### [A block of data]

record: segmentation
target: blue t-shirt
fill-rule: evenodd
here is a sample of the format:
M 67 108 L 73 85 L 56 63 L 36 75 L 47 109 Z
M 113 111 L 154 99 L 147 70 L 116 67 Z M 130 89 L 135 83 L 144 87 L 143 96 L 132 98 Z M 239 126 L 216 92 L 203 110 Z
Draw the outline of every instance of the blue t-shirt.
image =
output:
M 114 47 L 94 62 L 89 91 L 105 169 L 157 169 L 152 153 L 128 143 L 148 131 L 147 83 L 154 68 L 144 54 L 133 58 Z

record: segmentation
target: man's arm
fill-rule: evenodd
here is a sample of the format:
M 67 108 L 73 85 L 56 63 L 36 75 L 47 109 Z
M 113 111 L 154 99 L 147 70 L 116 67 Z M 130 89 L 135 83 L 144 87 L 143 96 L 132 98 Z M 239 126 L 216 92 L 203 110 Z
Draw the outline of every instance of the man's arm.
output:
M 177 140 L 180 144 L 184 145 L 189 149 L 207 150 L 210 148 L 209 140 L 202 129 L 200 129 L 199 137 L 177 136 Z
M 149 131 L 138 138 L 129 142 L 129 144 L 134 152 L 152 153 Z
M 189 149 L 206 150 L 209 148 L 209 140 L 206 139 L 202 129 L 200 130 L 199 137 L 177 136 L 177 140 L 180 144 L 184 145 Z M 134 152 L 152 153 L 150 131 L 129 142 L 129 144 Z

--

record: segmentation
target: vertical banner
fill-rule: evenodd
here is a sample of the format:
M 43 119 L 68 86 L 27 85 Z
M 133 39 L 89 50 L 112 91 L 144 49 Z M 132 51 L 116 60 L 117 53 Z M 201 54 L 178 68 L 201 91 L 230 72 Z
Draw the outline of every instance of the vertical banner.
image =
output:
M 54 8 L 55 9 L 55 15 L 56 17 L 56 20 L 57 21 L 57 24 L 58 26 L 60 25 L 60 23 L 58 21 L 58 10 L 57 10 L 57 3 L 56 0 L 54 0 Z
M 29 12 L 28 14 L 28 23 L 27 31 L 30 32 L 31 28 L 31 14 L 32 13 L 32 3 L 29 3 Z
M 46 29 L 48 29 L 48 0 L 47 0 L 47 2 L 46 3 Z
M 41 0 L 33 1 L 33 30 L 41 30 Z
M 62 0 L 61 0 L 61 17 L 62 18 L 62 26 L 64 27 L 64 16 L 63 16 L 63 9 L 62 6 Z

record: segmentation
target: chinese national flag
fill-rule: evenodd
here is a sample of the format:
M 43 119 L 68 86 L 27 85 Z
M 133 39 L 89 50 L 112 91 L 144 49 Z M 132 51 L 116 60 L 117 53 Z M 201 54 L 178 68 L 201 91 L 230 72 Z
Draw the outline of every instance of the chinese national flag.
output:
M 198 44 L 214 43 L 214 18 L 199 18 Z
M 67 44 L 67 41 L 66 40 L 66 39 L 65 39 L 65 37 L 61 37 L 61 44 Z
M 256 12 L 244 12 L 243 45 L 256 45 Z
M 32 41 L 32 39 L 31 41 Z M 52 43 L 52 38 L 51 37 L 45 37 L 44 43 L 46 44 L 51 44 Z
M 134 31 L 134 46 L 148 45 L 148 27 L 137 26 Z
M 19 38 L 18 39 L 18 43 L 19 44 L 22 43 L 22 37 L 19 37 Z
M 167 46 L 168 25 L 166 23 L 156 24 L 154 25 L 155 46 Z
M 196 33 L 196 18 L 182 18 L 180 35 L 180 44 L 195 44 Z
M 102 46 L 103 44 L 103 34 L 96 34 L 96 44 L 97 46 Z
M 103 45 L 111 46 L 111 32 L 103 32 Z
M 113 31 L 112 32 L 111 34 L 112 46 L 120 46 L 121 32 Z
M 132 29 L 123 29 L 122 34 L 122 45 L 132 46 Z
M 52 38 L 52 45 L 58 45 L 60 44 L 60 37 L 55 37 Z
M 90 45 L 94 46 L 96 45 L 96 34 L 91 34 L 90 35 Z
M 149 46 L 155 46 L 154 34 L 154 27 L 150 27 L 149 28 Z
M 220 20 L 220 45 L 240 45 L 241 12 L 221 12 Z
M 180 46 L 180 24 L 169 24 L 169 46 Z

---

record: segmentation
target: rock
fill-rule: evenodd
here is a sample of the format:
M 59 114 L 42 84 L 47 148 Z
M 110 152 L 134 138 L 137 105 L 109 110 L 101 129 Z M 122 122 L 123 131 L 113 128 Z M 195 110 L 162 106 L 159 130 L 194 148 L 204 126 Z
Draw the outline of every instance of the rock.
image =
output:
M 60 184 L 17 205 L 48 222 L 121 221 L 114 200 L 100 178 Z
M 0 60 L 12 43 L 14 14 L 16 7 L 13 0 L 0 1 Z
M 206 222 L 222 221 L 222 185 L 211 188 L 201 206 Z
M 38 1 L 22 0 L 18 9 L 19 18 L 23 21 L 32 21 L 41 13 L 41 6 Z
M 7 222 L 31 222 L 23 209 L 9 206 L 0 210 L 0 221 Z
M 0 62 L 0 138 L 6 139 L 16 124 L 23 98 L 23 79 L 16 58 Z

### [TASK DIRECTIONS]
Pick out every line in the listing that contains the word "vertical", matching case exactly, and copy each of those lines.

### [SOLUTION TO THIS EXERCISE]
target: vertical banner
Draw the outline of every instance of the vertical banner.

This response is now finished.